# START OF Material for the task

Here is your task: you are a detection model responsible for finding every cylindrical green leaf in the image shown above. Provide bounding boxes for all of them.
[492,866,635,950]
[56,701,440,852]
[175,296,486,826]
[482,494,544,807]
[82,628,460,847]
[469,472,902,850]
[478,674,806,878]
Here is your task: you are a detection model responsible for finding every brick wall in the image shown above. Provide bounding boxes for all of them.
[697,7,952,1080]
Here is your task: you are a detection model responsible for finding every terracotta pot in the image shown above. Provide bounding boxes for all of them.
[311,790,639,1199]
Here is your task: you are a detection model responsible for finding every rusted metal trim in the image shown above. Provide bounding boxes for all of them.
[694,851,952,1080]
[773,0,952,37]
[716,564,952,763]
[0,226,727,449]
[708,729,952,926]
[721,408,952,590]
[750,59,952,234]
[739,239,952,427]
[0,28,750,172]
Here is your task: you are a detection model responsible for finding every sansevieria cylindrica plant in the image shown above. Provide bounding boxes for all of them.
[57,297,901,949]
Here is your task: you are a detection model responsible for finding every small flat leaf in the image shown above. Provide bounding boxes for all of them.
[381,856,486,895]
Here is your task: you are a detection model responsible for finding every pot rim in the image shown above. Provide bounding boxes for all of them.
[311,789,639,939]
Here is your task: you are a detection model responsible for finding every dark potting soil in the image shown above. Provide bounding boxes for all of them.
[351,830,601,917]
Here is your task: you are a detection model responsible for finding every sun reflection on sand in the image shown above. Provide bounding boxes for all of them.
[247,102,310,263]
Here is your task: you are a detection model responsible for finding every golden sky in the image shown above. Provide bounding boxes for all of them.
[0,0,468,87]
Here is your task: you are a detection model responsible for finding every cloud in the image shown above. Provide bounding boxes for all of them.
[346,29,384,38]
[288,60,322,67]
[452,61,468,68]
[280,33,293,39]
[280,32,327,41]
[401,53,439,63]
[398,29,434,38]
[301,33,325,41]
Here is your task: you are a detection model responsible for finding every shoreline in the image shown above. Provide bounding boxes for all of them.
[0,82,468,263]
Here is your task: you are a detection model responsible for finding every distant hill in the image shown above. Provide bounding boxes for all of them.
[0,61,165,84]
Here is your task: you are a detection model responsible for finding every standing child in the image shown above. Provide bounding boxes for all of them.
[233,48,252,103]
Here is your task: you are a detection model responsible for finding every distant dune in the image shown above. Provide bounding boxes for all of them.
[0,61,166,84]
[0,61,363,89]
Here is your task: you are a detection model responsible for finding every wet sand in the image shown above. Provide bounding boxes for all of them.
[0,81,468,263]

# END OF Material for the task
# START OF Material for the task

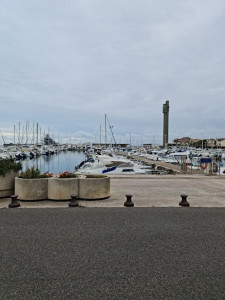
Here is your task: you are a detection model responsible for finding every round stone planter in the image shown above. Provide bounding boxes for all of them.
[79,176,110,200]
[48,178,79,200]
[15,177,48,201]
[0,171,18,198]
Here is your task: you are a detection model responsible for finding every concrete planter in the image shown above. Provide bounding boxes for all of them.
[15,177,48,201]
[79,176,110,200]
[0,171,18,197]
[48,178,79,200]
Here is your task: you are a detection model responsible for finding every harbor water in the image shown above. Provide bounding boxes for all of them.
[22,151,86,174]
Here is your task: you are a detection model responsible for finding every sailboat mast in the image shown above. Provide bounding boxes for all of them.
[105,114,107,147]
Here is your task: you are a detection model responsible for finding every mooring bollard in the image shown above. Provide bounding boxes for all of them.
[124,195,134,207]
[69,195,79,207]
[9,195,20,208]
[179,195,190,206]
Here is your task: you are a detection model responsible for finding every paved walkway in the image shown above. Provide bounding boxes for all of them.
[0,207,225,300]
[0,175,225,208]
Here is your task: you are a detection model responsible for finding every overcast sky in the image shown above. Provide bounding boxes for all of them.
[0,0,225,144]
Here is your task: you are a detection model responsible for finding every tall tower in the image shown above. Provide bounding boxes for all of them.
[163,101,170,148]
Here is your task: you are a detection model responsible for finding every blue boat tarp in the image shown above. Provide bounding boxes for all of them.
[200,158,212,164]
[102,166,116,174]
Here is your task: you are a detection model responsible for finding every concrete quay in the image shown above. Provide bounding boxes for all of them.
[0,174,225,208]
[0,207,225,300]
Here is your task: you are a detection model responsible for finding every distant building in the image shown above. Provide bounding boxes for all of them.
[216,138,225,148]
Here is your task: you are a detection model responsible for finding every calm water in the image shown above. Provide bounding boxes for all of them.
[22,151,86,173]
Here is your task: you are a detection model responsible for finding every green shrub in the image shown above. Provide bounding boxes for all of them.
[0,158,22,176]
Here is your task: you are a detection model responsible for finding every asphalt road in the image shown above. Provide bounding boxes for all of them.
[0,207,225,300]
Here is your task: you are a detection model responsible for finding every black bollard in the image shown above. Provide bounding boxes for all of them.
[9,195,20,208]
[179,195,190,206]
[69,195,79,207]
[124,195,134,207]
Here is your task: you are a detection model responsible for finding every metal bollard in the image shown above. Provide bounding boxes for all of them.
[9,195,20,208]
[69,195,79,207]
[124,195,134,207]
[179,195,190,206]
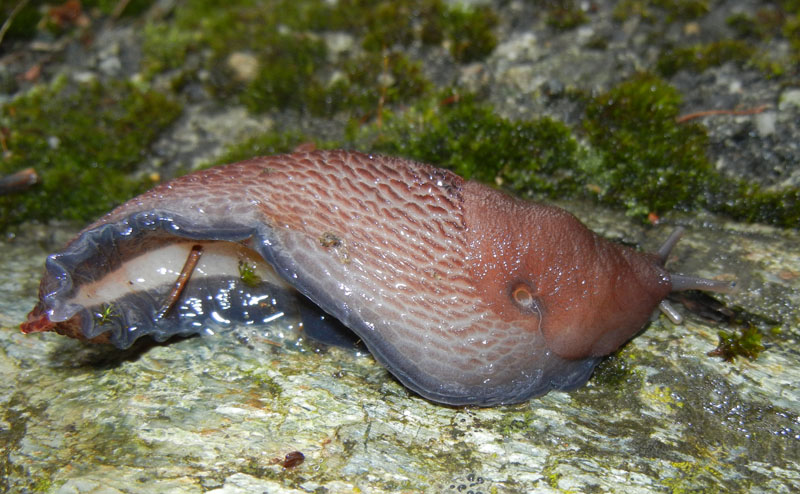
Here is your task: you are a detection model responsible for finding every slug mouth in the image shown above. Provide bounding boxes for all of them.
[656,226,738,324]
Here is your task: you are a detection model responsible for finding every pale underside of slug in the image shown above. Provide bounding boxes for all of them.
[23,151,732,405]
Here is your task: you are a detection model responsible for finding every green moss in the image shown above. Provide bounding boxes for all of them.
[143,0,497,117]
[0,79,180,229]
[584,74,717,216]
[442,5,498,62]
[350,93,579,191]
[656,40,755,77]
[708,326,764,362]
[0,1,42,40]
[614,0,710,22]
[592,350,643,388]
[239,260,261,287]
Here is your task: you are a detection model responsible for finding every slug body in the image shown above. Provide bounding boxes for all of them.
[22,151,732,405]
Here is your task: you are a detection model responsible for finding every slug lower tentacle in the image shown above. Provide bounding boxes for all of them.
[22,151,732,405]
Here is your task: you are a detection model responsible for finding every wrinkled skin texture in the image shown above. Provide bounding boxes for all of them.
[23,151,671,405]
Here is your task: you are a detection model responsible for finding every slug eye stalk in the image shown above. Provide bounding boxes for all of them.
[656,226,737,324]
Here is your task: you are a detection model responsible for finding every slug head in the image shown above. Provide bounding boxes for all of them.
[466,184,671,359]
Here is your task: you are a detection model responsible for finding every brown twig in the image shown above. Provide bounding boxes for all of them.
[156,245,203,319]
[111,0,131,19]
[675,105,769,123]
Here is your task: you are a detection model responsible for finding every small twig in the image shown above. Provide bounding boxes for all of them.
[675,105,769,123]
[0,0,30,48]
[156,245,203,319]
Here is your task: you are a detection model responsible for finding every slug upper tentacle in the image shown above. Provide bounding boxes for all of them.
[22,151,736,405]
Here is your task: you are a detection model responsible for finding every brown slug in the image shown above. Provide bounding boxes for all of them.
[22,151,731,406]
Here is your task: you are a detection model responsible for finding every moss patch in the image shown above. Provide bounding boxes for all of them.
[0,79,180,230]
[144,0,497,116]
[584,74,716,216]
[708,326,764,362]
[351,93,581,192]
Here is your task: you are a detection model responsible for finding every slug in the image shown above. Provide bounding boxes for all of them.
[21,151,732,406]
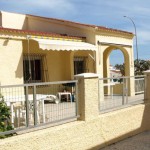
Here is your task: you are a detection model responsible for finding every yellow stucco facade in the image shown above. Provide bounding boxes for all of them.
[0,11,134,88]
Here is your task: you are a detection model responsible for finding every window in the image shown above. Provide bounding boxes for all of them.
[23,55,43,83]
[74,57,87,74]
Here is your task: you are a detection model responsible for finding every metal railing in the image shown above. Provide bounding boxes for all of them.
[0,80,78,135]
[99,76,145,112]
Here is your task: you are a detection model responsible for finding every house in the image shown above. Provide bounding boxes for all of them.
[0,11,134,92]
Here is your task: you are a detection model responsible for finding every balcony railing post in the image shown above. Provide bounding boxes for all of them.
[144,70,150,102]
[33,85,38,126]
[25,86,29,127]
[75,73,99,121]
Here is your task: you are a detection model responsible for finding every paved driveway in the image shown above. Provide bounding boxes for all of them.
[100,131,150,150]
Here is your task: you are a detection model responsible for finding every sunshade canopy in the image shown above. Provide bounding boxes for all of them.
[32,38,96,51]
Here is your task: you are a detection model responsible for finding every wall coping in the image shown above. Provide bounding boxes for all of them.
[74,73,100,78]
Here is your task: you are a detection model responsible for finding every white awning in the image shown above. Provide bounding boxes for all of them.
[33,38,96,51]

# END OF Material for the task

# [Job]
Rewrite the records starting at the line containing "finding every pot" and ending at the line containing "[351,830,601,917]" as a two-column CSV with the headers instruction and boxes. Give one row for each record's wording and the answer under it, with every field in double quotes and any line breaks turned into spaces.

# [Response for this exercise]
instruction,boxes
"Here is your task: you are a detection model responsible for finding every pot rim in the image shown above. Provide bounding boxes for all of them.","[311,789,639,939]"
"Here is your task: you are a detection model responsible for finding every dark potting soil in the image shown above. Provide bounding boxes for all of them.","[351,830,601,917]"